— start Data supplied —

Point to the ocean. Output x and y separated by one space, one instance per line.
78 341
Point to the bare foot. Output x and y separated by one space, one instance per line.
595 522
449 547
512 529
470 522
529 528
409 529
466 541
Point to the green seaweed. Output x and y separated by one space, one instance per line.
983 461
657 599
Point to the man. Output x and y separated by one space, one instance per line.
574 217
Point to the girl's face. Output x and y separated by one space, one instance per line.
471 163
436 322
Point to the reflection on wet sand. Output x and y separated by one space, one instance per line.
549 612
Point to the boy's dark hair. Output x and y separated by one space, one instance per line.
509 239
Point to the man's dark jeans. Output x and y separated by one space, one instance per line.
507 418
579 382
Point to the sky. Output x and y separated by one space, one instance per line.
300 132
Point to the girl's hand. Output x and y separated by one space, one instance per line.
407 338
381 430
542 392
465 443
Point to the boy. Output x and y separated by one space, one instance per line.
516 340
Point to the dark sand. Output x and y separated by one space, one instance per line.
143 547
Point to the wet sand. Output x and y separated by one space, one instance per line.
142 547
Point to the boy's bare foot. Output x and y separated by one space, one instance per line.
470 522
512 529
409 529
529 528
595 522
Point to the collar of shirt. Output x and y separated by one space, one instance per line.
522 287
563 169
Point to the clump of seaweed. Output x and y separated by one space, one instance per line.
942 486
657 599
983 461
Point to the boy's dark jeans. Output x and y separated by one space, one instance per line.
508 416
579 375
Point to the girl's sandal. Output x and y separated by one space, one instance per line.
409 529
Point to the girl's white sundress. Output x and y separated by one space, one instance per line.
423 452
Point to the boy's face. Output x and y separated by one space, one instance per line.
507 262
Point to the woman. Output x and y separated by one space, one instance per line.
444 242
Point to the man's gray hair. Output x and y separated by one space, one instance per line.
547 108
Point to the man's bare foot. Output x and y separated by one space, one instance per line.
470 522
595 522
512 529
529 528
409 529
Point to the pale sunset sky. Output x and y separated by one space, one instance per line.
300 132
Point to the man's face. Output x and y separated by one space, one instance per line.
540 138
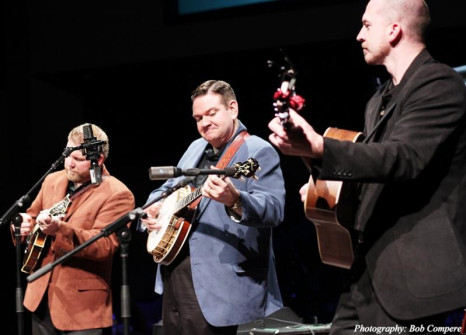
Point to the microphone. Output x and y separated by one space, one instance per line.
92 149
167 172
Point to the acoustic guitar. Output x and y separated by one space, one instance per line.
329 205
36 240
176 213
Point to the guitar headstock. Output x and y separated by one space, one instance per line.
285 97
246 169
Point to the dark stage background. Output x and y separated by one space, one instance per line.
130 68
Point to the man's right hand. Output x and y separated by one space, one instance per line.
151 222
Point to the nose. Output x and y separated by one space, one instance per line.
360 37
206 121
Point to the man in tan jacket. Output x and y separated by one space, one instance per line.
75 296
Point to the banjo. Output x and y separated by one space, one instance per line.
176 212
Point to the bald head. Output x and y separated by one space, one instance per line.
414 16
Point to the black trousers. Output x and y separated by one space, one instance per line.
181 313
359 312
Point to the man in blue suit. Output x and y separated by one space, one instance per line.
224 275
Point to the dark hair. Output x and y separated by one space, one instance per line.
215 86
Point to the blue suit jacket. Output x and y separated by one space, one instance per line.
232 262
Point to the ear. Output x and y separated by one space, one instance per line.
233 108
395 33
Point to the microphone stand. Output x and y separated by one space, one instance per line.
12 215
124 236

— end Data supplied —
— start Data supplied —

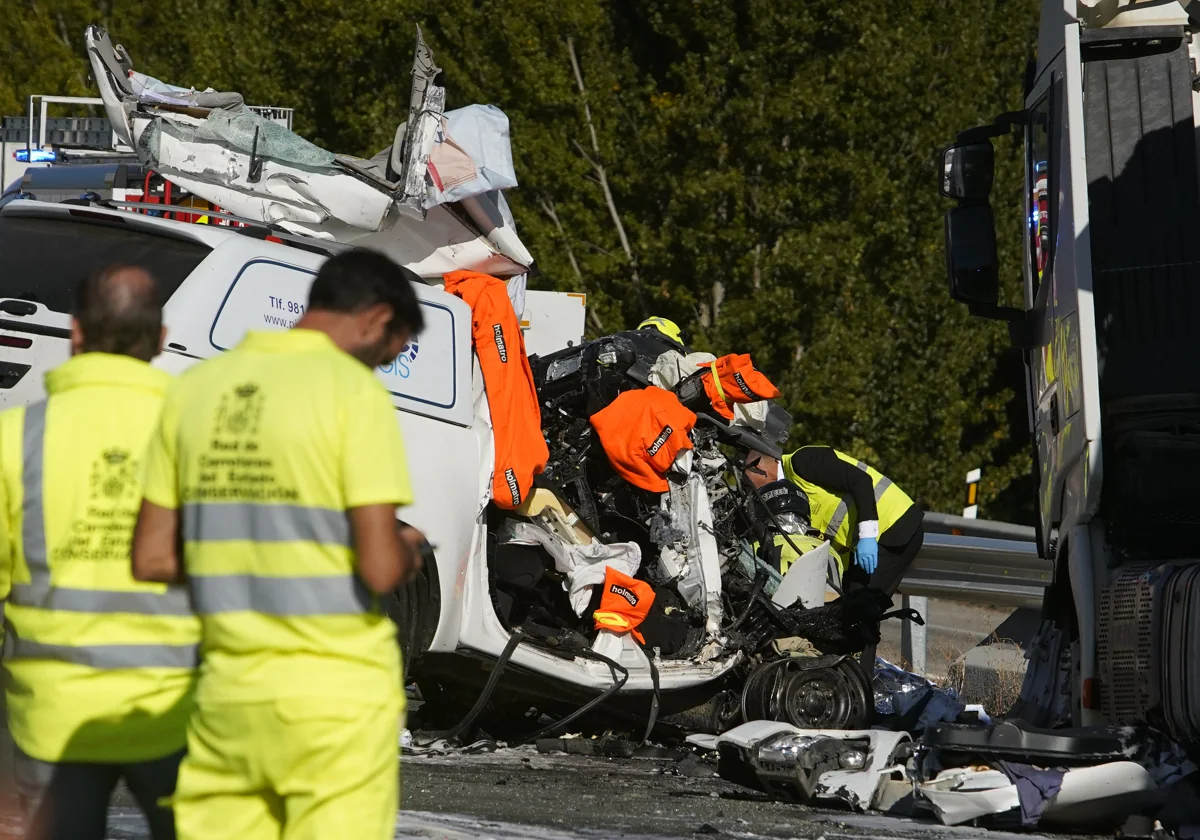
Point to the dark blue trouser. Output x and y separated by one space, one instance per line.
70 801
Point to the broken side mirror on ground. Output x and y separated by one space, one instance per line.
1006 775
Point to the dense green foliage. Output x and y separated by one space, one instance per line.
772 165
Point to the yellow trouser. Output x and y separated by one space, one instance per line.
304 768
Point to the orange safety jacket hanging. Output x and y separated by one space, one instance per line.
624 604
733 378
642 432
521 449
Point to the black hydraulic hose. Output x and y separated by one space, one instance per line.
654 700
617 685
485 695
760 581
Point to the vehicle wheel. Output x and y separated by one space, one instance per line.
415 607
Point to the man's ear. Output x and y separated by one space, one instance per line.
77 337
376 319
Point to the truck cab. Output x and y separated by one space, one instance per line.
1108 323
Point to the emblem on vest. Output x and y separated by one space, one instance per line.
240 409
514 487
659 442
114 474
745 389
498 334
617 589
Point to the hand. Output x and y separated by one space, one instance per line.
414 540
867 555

— end Data supplied —
— start Data supplied —

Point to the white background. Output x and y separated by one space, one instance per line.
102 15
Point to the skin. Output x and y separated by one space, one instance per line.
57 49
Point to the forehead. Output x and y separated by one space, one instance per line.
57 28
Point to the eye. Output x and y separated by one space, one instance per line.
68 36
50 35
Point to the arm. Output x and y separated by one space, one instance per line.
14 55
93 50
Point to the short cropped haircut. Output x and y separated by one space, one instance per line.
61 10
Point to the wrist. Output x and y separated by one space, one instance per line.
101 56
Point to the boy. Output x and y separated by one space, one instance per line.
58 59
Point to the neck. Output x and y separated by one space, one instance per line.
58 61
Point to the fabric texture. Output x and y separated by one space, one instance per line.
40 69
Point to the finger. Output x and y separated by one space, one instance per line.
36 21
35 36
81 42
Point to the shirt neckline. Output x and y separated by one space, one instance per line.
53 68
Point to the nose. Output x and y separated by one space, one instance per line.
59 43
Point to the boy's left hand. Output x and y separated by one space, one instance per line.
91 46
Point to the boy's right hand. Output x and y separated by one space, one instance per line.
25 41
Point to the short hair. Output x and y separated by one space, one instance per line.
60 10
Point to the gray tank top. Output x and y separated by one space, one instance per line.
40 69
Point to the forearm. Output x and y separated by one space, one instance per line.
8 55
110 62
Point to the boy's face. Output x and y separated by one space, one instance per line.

— end Data supplied —

Count the lines of the material above that contain the string "face" and state only that number.

4